◆ Working data:
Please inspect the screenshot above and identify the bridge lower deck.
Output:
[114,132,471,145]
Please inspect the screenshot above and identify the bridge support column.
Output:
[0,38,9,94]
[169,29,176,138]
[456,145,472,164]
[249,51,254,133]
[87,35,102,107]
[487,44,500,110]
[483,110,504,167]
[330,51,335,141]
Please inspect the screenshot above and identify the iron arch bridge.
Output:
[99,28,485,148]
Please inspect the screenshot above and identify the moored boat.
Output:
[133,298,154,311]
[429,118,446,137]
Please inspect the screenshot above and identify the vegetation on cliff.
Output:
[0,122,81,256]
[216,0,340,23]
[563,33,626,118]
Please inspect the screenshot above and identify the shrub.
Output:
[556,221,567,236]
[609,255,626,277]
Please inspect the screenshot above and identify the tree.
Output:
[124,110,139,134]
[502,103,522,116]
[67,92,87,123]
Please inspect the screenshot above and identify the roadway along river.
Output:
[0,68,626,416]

◆ Stated goal: Copy only the stretch running from the line containing "bridge support column." to the final line of the entries, both ends included, exactly as it stands.

◆ Worked answer:
Please inspect the screenshot above and identify the bridge support column.
Output:
[0,38,9,94]
[169,29,176,138]
[456,145,472,164]
[249,51,254,133]
[87,35,102,107]
[487,44,500,110]
[483,110,504,167]
[330,51,335,141]
Please inspect the screenshot above and identify the iron arch bridge.
Output:
[99,28,485,148]
Please inspect the screenshot above and identify the moored boat.
Output:
[133,298,154,311]
[429,118,446,137]
Please inspect the screenshot above and identify the vegetation on cliff.
Output:
[0,122,81,256]
[216,0,340,23]
[563,33,626,118]
Please inspect the screenshot above and identify the shrub.
Output:
[556,221,567,236]
[609,255,626,277]
Please inspect the screenshot above and identify the tree.
Output:
[124,110,139,134]
[502,103,522,116]
[67,92,87,123]
Please inspect the screenshot above and identify the roadway along river.
Output:
[0,68,626,416]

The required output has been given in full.